+++ Raw data
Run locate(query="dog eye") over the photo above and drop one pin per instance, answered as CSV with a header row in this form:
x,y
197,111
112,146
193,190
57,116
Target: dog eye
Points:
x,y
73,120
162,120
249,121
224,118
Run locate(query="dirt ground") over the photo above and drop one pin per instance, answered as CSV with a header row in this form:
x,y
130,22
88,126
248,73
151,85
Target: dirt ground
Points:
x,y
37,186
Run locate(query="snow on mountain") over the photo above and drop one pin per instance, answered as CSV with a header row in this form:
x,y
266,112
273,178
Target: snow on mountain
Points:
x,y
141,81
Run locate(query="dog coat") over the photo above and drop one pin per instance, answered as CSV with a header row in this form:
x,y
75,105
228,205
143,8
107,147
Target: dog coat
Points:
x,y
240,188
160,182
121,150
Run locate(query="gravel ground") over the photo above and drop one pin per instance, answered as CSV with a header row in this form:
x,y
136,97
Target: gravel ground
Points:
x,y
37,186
++++++
* **Written request**
Print all of the data exactly as it was given.

* **Answer**
Run locate(query="dog eye") over the photo above and drop one pin per instance, answered as CSV with a header row in this form:
x,y
197,111
112,146
193,190
57,116
Target: dog eye
Points:
x,y
73,120
162,120
249,121
224,118
Run locate(query="dirt ground") over the photo above and drop one pin per instance, answered as CSV with a header row in this form:
x,y
130,22
88,126
248,73
151,85
Target: dirt ground
Points:
x,y
37,186
Run locate(query="snow on mountain") over the photo above and drop one pin per instance, answered as CSV with a header row in this form:
x,y
266,112
273,178
Target: snow on mountain
Points:
x,y
141,81
Run locate(query="dog coat") over the photo above and drop one pin per instance, answered as CSV with a header row in this form:
x,y
75,105
228,205
143,8
107,147
Target: dog coat
Points:
x,y
240,188
160,182
121,150
Run locate(query="gravel ground") over the photo above and drop one pin per instance, answered as CSV with a header row in this form:
x,y
136,97
Target: gravel ground
Points:
x,y
37,186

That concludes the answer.